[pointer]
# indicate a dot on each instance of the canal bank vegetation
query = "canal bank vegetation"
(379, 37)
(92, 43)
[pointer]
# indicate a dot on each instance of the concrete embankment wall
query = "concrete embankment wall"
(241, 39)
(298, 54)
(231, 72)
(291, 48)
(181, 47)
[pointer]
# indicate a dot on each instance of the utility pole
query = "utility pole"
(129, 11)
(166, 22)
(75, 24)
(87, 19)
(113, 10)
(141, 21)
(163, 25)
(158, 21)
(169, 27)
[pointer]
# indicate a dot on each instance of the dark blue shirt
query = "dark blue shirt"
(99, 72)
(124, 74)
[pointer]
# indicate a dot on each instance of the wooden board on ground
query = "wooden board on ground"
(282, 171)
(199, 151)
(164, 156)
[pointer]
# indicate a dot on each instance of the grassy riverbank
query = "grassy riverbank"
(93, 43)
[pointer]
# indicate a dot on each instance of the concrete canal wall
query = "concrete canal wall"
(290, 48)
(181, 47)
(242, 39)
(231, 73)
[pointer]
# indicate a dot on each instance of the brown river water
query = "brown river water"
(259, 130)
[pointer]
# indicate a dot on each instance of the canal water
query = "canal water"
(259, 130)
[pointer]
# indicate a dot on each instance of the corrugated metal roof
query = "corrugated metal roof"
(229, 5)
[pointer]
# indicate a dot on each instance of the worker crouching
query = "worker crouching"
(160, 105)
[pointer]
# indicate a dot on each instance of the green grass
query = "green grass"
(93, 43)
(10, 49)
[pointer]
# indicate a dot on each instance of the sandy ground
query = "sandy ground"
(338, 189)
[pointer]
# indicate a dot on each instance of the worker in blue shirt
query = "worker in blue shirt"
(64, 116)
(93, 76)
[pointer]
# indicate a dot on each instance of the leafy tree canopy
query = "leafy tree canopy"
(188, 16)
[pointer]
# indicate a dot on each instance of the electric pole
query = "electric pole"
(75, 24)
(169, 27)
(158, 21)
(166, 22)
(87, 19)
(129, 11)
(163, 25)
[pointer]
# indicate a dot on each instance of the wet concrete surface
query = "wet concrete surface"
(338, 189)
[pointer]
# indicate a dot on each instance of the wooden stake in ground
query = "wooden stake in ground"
■ ■ ■
Where the string "stake" appears in a line of the listing, copy that line.

### TASK ANSWER
# indicate a dot on each instance of the wooden stake in ground
query = "wooden stake in ground"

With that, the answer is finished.